■ **Document section**
☆ ☆ ☆ ☆

I’ve always loved summer here on the East coast. Lord knows we get enough snow and the ice doesn’t melt out of the lakes until mid-May. With temperatures nearing the freezing range sometimes as early as October, that doesn’t leave much of a summer.
My kiddos usually have lots of snow days and are in school until the end of June. Before you know it, July 4th hits and then summer slips by like a melting ice cream cone.
But this year is definitely going to be different. My daughter’s birthday falls in June and we won’t be having a party, or going shopping at the mall shopping like we usually do. None of the fairs or festivals we look so forward to going to will be open. The summer camp my youngest looks so forward to going to is canceled.
Many of the local ice cream stands aren’t opening and I’m not sure if our beautiful beaches on the ocean will be open.
If and when it’s okay for my teens to socialise, I’m going to have to limit their time spent with friends. It’s going to be hard on them, and I’ll be thinking about all the ‘what ifs’ that have been added to our already overflowing worry list.
Without online learning I know our kids are going to be even more bored. By the summertime they are going to be feeling the effects of not seeing their friends even more. And when we compile all the other disappointment– not being able to celebrate the 4th of July, my daughters birthday, or doing any of the things we look so forward to each and every summer, I’m not sure how I’ll handle it.
I’m already starting to panic about it.
I hope I am able to be everything my kids need me to be while still taking care of my mental health.
I hope their boredom and complaining doesn’t drive me insane and I hope mine doesn’t put them in a bad place.

☆ ☆ ☆ ☆

■ **Problems to solve**
1 > In the essay about the coming summer, turn the paragraph beginning "But this year is definitely going to be different" into a short list that keeps its main facts.
2 > Write a continuation of the essay about the coming summer, starting after its last sentence.

■ **Supplied data**
☆ ☆ ☆ ☆

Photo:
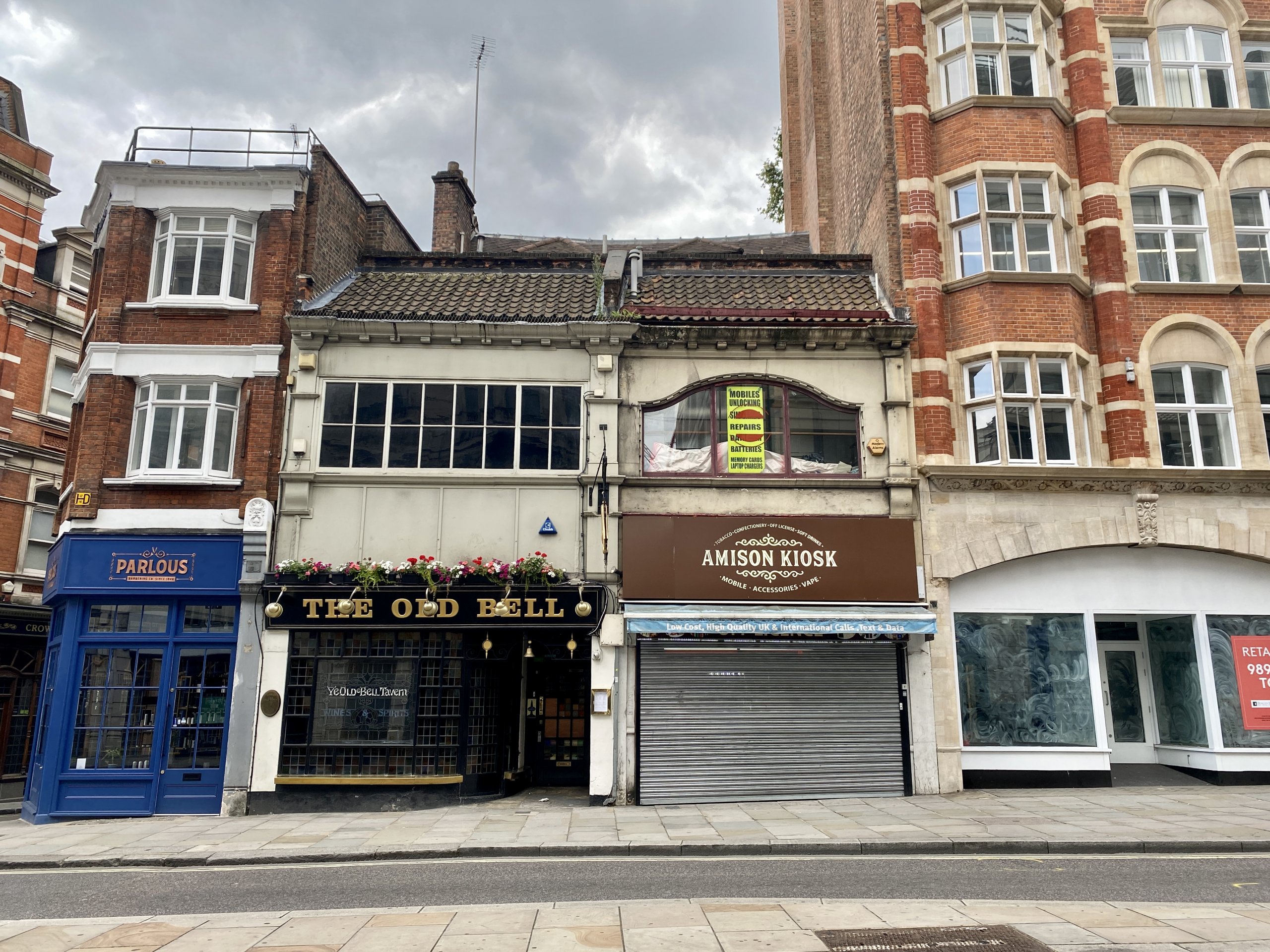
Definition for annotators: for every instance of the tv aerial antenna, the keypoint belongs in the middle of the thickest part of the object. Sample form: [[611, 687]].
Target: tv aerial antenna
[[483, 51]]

☆ ☆ ☆ ☆

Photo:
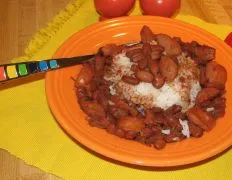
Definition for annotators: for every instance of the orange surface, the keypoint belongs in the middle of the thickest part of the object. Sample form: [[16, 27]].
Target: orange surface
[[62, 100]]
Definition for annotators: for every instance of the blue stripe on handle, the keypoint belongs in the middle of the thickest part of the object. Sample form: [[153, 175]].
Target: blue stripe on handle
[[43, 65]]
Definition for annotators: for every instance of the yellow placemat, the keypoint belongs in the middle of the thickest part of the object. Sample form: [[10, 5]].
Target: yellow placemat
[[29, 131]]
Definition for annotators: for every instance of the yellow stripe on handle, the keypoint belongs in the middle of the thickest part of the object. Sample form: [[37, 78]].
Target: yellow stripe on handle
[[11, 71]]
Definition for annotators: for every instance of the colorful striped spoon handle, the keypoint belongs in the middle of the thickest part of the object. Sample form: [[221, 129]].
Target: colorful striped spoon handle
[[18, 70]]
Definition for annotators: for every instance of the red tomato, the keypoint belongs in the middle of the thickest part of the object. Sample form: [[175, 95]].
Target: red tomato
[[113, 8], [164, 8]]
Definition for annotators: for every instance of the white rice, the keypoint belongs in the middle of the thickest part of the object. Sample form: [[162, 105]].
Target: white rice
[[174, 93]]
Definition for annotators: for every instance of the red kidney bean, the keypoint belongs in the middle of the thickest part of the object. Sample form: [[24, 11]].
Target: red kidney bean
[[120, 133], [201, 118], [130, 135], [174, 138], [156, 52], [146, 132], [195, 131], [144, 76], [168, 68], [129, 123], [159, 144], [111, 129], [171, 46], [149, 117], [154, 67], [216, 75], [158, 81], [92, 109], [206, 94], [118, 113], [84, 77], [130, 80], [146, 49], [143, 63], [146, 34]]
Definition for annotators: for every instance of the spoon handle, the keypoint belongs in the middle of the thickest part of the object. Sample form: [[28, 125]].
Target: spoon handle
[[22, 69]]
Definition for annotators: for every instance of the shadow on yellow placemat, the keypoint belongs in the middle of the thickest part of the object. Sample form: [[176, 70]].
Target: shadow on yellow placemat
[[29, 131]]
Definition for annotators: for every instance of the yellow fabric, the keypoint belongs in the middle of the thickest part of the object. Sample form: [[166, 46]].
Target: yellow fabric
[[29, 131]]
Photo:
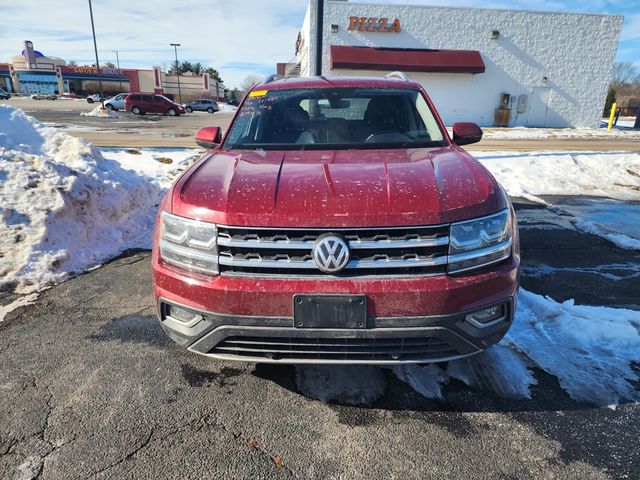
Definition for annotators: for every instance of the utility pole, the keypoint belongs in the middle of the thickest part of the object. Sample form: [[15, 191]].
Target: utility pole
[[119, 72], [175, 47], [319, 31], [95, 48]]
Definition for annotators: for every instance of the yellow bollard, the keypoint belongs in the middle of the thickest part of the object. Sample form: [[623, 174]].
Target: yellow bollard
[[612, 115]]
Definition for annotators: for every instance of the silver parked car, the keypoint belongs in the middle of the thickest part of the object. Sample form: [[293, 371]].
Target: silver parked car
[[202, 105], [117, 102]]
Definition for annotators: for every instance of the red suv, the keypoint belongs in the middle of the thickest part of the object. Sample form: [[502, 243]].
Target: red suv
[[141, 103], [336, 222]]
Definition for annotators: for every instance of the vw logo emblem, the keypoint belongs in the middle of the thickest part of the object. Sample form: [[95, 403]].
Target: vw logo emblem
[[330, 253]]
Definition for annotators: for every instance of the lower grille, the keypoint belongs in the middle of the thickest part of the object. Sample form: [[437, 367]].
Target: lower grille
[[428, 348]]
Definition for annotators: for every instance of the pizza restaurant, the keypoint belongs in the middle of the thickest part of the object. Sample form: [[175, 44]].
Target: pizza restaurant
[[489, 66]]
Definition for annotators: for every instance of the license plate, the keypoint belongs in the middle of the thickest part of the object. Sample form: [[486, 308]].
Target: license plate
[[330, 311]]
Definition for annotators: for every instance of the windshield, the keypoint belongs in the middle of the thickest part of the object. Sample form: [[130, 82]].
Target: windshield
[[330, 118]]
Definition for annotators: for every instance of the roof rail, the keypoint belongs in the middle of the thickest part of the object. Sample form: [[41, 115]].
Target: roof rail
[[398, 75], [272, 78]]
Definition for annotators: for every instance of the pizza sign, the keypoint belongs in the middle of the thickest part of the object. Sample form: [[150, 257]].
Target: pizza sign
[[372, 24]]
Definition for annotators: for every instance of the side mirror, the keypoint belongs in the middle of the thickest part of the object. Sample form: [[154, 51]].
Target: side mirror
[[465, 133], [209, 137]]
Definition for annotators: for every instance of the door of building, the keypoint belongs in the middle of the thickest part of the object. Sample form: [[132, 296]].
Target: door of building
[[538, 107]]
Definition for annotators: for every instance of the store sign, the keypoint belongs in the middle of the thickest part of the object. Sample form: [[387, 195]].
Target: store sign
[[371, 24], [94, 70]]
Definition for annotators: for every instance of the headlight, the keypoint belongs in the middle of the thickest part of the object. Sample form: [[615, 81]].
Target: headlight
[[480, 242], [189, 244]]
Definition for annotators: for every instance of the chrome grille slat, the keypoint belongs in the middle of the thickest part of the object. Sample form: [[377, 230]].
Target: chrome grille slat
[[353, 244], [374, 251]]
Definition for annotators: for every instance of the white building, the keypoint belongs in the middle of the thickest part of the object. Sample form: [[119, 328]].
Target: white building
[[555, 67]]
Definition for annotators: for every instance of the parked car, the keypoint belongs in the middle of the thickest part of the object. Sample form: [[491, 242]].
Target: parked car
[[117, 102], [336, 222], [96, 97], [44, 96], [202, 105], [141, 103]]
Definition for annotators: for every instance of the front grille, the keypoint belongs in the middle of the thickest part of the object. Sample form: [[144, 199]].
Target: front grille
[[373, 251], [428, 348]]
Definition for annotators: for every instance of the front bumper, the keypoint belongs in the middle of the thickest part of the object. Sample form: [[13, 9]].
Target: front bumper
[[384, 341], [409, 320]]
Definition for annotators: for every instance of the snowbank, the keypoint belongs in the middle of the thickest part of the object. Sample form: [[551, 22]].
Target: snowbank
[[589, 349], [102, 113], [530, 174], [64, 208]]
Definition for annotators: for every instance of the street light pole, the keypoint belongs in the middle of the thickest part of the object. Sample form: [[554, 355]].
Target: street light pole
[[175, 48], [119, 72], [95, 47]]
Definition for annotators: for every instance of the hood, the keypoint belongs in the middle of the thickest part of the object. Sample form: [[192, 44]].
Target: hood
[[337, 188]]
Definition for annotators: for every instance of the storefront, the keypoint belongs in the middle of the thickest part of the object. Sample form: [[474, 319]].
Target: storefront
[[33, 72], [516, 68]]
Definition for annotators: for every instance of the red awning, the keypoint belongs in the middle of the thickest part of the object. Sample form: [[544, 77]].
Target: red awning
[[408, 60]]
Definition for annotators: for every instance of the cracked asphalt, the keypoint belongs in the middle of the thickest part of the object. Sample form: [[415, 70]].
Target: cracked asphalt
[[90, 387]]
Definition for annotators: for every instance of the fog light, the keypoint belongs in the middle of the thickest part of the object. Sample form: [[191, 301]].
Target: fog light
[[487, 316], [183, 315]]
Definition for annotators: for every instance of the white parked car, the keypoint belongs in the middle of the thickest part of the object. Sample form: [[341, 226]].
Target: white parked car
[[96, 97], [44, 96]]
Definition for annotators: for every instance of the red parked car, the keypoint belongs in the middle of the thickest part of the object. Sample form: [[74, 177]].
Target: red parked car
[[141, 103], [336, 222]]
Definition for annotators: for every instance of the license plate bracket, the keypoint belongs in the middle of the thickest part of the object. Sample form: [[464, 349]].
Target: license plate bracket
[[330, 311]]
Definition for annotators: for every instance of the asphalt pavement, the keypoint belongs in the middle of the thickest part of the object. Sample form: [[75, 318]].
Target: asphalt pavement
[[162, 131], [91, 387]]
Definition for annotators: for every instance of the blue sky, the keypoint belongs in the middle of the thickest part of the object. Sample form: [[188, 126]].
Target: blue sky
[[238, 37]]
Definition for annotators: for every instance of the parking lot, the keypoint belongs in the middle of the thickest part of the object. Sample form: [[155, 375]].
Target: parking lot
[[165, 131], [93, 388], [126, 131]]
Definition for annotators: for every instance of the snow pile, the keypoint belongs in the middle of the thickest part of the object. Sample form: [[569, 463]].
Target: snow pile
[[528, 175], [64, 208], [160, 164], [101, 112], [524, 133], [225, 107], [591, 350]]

☆ ☆ ☆ ☆

■ **Per-task answers**
1 >
- This year's summer will be different.
- The daughter's June birthday will have no party and no usual shopping trip to the mall.
- None of the fairs or festivals the family looks forward to will be open.
- The youngest child's summer camp is canceled.

2 >
I hope I’m able to let them vent and give them the ray of light they need without me painting a false, overly sweet picture.
And I really, really hope at least one of our favourite ice cream parlors open because Lord knows we need a little something to look forward to.
The thing about this pandemic is you never know what’s coming. From one day to the next your emotions are out of whack. You wake up and feel full of hope and life and think, I’m going to make this a productive day!
Then, before you know it you come crashing down and want so badly for things to go back to the time when you didn’t worry about the state of the economy, if your kids were going to be okay because of social isolation, and having to carve out an afternoon to wait in line for the supermarket and wipe everything down before putting it away only existed in horror novels.
I will give it my all to make this a great summer– one me and my kids will remember. But, I’d be lying if I told you I wasn’t dreading it.
We’ve never experienced a summer like this and none of us know what to expect. I believe we are entitled to a little bit of panic. It doesn’t make us weak. It makes us human.